**Texte source**
------------------------------------------------------------
Le sociologue et militant contre le sida Daniel Defert, fondateur de l'association Aides, est décédé ce 7 février à l'âge de 85 ans, a annoncé l'organisation qu'il avait fondée en 1984, à la suite du décès de son compagnon le philosophe Michel Foucault, et qu'il avait présidée jusqu'en 1991.
Daniel Defert a contribué à « briser la chape de plomb entourant le VIH/sida », et à combattre les « stigmatisations », lui a rendu hommage Aides. L'universitaire, qui « laisse derrière lui le souvenir indélébile d'une vie militante », avait compris que « le silence et les stigmatisations » des personnes atteintes par le virus entravaient « la mise en place d'une réelle mobilisation, d'outils adaptés et de solutions efficaces », a poursuivi l'association dans un communiqué. « Nous poursuivrons sa lutte, notre lutte », a-t-elle ajouté.
Le patient au centre
Daniel Defert a « remis le patient au centre » de la lutte contre le sida, rappelle Aurélien Beaucamp, vice-président d'Aides après avoir été président de 2015 à 2021. « Sans lui, on n'en serait pas là aujourd'hui. À l’époque de la création d'Aides, en 1984, on n'avait ni test, ni traitement, et les malades étaient victimes d'un ostracisme très fort », souligne-t-il.
------------------------------------------------------------
**Travail à réaliser**
Recopiez sans modification l'extrait du texte source qui s'ouvre sur les mots contenant « Le sociologue et » et se clôt sur « présidée jusqu'en 1991. ».

**Contenu des données**
------------------------------------------------------------
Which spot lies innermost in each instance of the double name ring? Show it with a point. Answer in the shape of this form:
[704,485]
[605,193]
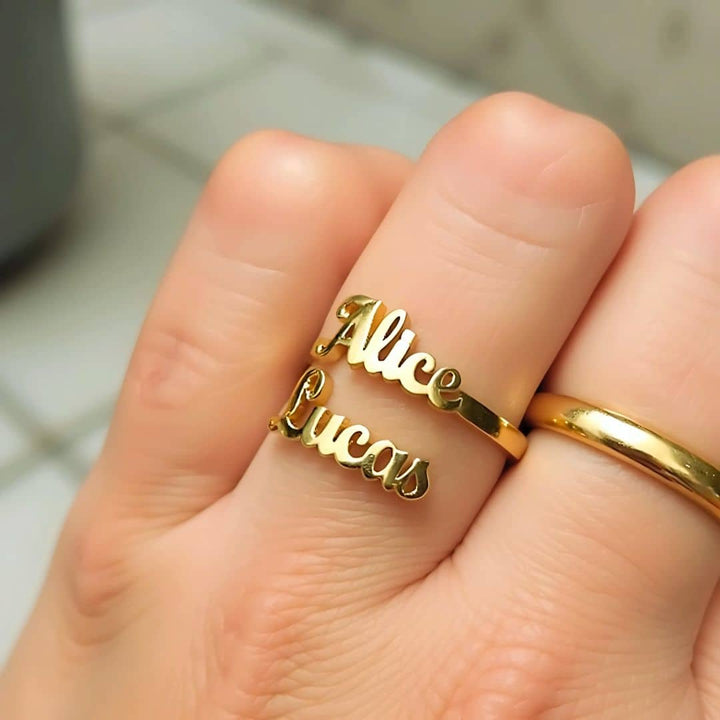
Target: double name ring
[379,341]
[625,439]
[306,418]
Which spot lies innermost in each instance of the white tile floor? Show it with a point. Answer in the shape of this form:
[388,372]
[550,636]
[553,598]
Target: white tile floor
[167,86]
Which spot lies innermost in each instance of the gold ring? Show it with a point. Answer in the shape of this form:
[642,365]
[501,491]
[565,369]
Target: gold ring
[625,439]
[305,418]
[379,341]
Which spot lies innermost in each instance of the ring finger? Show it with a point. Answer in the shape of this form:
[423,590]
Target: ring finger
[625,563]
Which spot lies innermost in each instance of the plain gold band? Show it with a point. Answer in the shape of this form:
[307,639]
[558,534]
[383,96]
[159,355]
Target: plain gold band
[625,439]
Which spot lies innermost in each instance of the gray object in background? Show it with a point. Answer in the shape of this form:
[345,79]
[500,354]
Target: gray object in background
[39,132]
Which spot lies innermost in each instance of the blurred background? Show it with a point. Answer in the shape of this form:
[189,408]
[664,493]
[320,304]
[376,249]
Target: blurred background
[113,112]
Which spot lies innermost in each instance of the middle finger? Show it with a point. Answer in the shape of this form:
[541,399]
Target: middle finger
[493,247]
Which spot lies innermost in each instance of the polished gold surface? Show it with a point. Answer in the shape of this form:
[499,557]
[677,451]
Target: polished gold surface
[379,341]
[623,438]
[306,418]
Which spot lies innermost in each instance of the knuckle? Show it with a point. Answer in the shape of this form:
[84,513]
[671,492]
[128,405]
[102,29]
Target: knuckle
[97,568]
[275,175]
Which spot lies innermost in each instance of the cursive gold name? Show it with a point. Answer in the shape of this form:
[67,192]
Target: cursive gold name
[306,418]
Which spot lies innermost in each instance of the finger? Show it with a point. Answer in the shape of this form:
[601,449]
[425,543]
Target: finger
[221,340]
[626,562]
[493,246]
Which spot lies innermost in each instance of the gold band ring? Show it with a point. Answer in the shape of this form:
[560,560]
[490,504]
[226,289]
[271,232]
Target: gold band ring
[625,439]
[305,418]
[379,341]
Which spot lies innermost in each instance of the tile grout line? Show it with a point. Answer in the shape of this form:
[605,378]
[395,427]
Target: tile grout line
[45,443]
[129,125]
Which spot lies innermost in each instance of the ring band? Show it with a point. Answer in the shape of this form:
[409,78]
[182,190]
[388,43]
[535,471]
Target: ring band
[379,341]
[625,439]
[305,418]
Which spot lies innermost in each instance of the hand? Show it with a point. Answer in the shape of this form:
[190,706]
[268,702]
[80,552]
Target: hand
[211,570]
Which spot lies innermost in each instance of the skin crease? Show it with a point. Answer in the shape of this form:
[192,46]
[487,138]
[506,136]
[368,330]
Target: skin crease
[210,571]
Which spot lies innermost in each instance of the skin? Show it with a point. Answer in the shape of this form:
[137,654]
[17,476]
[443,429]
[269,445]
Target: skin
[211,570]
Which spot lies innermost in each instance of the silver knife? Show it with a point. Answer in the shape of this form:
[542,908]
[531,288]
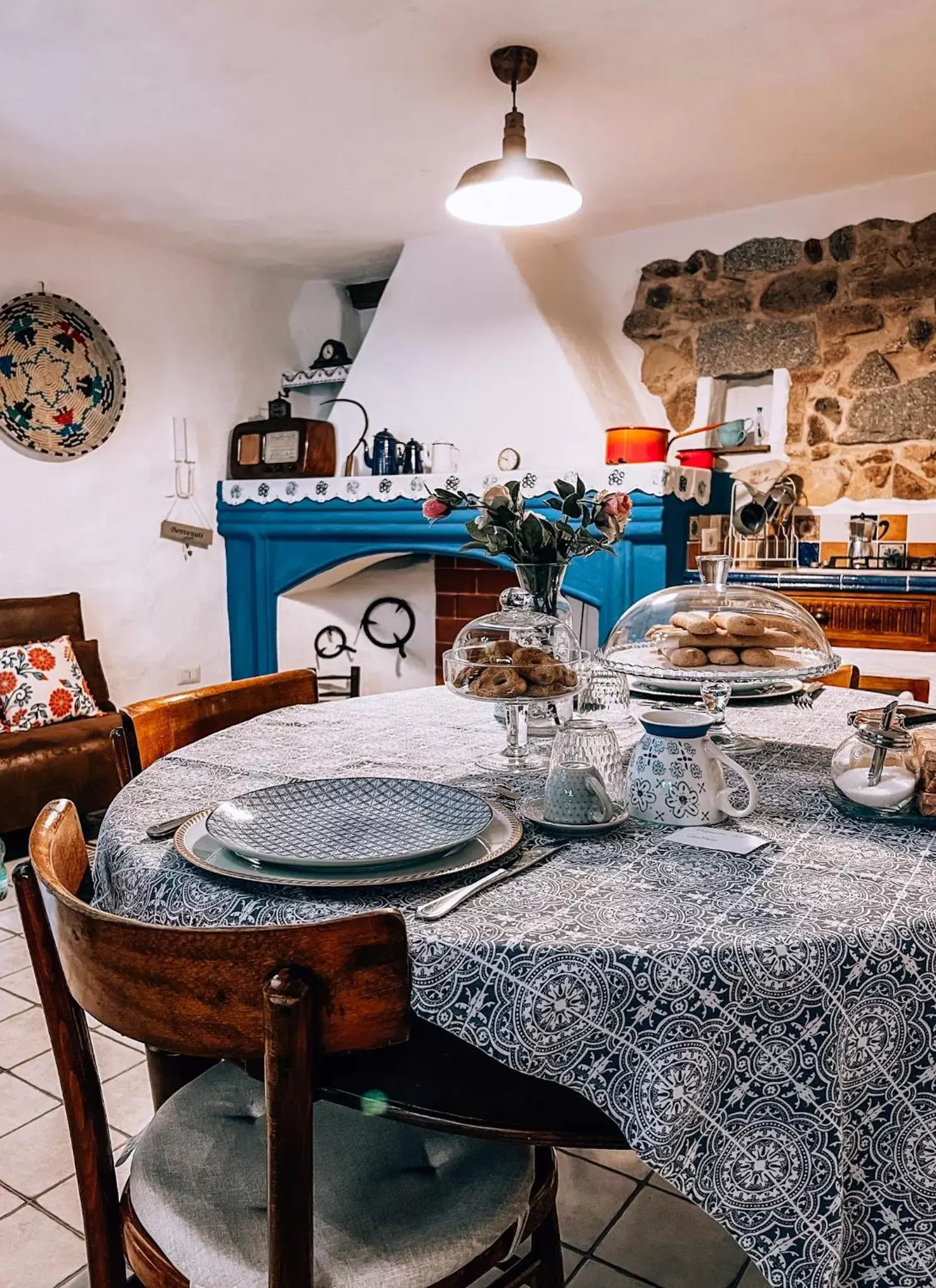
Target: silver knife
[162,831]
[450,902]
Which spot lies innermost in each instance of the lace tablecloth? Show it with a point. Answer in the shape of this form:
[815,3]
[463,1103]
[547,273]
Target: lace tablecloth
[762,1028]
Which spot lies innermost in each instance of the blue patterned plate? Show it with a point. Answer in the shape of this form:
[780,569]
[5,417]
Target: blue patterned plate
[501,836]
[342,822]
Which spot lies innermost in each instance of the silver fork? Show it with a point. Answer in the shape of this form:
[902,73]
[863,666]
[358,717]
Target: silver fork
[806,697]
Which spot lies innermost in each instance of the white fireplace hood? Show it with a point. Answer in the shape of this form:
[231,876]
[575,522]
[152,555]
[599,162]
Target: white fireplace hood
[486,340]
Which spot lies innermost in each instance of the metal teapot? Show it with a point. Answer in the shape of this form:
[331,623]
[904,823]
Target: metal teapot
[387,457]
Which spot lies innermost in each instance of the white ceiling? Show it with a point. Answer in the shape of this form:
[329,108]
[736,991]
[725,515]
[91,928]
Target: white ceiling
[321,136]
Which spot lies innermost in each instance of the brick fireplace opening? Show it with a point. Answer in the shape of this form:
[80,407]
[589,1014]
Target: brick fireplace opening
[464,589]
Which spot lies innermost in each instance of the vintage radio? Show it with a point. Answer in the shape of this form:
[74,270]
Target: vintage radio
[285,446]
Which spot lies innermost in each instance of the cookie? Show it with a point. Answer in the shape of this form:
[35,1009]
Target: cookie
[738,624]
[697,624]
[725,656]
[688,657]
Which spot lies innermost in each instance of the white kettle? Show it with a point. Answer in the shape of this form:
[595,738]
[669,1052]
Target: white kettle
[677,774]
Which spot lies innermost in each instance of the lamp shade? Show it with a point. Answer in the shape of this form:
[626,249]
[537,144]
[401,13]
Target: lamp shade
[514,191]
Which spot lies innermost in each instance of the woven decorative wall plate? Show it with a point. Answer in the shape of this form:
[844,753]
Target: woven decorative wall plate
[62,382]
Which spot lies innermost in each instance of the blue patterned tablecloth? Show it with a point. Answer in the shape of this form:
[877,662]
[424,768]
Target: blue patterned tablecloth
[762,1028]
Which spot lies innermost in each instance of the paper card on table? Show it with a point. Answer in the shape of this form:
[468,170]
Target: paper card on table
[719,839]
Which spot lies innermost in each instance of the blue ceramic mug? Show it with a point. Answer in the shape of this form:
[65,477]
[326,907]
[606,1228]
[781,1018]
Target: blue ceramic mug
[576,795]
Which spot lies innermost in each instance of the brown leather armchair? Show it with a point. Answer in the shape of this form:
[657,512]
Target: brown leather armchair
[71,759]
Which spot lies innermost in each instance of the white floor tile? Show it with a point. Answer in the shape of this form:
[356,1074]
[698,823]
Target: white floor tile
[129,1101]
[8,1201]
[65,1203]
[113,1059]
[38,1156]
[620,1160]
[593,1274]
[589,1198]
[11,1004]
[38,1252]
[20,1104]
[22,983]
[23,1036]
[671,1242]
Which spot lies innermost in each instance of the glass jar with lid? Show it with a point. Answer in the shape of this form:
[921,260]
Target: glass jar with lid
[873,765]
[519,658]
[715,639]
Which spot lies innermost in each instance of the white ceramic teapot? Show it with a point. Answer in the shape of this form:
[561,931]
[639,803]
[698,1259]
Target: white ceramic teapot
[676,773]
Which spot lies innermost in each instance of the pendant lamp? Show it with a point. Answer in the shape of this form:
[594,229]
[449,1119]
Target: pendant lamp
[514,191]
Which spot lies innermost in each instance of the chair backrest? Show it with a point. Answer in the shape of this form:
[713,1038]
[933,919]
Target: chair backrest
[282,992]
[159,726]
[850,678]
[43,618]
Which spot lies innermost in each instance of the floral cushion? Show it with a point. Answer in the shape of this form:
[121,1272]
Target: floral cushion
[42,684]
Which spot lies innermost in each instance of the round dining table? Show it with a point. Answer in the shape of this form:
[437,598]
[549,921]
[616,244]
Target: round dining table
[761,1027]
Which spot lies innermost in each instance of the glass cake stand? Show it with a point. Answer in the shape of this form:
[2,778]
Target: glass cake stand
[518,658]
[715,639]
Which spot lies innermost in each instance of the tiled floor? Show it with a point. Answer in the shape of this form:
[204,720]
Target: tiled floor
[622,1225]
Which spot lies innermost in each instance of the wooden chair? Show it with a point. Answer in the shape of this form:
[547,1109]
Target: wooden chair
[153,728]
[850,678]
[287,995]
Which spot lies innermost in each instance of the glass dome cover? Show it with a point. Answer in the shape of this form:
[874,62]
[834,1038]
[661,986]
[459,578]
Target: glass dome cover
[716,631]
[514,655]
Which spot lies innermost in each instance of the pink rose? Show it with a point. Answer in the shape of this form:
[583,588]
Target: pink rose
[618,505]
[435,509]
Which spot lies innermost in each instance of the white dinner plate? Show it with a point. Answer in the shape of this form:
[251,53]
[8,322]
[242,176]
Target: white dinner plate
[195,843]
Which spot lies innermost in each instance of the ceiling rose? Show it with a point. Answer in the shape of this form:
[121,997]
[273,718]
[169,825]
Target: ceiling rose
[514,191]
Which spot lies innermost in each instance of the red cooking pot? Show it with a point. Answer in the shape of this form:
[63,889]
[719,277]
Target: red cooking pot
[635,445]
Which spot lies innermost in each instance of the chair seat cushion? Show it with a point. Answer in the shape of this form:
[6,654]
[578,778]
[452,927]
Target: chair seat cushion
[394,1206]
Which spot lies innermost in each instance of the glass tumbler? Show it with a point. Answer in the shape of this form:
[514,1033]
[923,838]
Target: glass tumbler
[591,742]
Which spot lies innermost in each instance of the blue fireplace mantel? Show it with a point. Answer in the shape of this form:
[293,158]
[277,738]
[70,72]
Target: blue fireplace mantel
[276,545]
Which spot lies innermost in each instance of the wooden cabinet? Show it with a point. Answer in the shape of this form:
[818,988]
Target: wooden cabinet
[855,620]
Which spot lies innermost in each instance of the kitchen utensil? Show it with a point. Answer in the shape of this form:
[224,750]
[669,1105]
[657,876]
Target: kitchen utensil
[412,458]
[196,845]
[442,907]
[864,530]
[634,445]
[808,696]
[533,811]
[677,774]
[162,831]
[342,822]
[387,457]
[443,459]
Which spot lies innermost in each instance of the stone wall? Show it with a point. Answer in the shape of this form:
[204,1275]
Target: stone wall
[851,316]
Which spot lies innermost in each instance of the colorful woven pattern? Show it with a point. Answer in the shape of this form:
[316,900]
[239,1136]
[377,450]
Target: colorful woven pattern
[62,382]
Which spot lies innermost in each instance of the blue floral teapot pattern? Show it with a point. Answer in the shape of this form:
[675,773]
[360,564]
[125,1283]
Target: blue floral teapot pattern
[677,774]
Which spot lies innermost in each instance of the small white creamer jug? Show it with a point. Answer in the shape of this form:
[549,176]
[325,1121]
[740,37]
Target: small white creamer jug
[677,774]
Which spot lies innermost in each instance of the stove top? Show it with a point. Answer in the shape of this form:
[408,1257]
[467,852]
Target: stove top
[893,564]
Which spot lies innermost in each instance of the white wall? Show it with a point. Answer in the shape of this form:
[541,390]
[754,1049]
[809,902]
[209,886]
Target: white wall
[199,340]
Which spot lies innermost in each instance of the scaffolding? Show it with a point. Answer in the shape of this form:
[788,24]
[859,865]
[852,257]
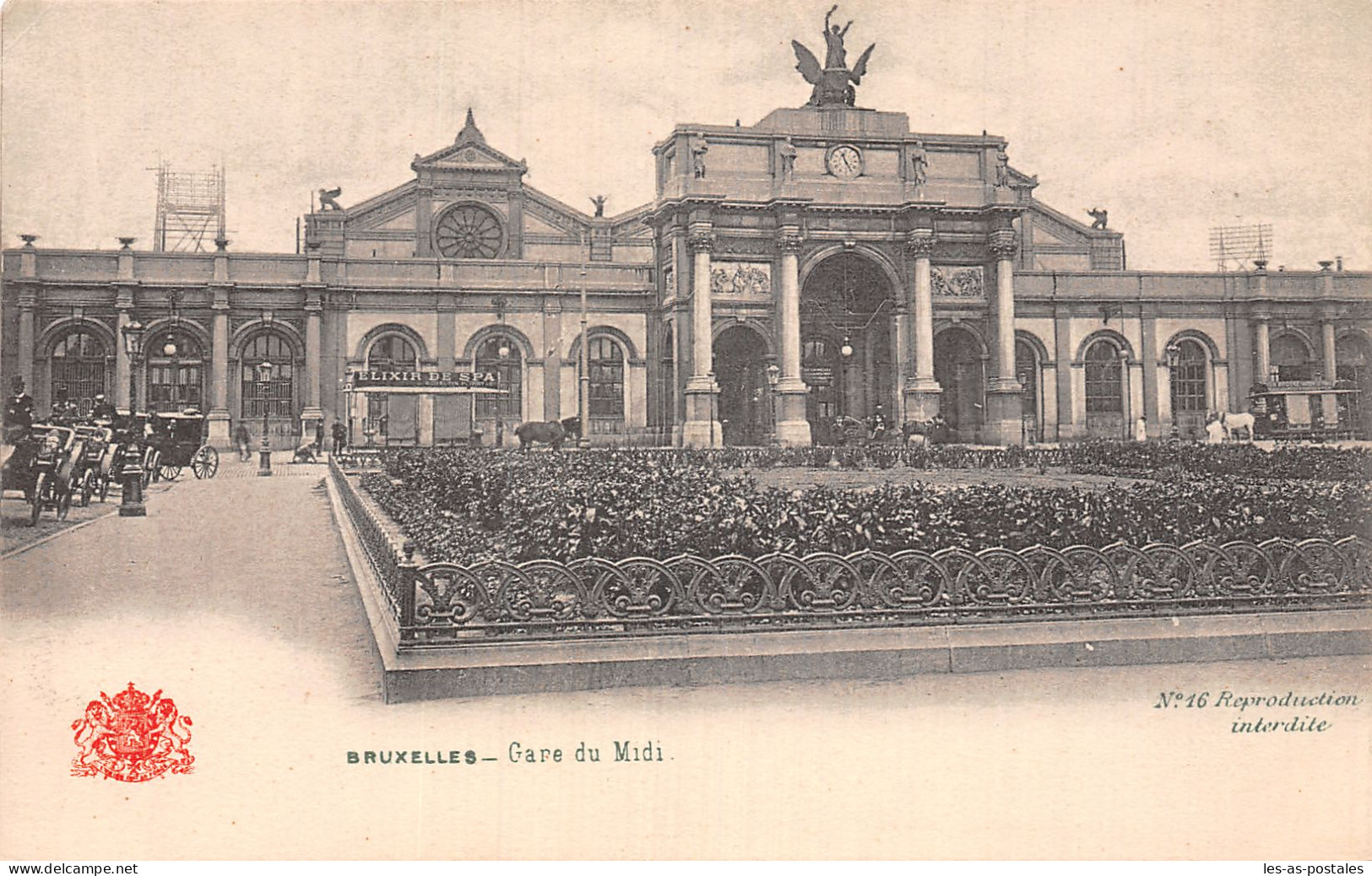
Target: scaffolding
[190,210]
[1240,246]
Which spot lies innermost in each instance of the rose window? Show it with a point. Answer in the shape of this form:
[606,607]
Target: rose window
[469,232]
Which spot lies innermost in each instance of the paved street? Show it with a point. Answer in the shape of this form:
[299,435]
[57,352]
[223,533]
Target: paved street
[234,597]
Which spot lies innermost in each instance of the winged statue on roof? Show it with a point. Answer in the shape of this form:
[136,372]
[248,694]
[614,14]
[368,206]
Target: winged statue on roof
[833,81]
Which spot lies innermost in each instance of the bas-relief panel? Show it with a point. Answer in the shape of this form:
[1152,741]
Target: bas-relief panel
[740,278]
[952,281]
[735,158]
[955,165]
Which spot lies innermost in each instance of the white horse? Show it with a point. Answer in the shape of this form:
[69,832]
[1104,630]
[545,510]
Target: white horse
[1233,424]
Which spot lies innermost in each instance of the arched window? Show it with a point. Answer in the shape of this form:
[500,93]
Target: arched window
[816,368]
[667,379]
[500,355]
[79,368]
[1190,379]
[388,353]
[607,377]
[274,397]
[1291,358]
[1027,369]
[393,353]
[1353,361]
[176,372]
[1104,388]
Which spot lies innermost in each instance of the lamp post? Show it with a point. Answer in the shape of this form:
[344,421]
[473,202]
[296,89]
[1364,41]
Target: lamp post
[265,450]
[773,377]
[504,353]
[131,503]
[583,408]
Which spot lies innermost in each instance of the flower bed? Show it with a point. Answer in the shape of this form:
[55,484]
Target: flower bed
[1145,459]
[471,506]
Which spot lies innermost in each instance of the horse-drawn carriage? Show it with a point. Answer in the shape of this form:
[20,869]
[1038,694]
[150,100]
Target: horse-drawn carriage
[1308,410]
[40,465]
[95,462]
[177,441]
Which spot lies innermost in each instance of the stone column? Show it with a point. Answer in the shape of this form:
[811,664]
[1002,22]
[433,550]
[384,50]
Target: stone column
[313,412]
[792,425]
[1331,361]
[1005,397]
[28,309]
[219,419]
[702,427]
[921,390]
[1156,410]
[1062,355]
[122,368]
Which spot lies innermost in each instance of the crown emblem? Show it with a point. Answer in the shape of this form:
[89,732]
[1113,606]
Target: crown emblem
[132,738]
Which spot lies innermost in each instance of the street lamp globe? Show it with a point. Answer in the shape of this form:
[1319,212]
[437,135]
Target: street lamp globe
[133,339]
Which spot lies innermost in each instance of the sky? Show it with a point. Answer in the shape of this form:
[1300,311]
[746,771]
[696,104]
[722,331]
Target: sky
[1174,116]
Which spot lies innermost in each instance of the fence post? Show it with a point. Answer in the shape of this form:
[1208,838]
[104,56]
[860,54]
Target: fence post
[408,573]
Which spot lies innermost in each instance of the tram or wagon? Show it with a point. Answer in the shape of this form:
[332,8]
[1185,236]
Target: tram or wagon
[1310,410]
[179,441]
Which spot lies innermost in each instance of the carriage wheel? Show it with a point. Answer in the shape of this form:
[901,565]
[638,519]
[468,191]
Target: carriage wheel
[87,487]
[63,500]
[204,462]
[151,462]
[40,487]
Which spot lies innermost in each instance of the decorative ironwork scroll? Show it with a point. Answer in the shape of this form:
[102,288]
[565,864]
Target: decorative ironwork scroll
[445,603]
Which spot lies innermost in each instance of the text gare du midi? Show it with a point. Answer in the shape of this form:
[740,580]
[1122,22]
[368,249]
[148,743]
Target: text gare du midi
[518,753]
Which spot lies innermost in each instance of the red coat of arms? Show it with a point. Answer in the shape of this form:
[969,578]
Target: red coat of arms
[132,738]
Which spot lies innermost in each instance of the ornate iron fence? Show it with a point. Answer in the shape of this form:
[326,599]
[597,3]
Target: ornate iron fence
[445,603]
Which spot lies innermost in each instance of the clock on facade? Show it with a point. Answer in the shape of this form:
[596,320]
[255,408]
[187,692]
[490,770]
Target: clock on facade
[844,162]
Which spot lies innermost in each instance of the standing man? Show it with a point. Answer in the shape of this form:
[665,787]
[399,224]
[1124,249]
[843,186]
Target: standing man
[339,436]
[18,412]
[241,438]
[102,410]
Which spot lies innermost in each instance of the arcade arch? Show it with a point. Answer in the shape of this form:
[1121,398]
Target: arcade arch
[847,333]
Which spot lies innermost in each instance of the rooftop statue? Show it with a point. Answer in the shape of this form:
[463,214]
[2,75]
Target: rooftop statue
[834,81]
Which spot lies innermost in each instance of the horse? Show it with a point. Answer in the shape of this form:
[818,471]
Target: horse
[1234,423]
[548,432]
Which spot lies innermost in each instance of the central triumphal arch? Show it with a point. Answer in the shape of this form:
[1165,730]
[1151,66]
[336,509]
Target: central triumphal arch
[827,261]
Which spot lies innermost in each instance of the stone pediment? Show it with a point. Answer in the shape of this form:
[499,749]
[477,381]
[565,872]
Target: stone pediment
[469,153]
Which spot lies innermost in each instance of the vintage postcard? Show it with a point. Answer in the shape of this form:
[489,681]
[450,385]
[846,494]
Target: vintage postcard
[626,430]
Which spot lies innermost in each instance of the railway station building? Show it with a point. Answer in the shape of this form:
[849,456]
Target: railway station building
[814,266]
------------------------------------------------------------
**Corrigé détaillé**
Le sociologue et militant contre le sida Daniel Defert, fondateur de l'association Aides, est décédé ce 7 février à l'âge de 85 ans, a annoncé l'organisation qu'il avait fondée en 1984, à la suite du décès de son compagnon le philosophe Michel Foucault, et qu'il avait présidée jusqu'en 1991.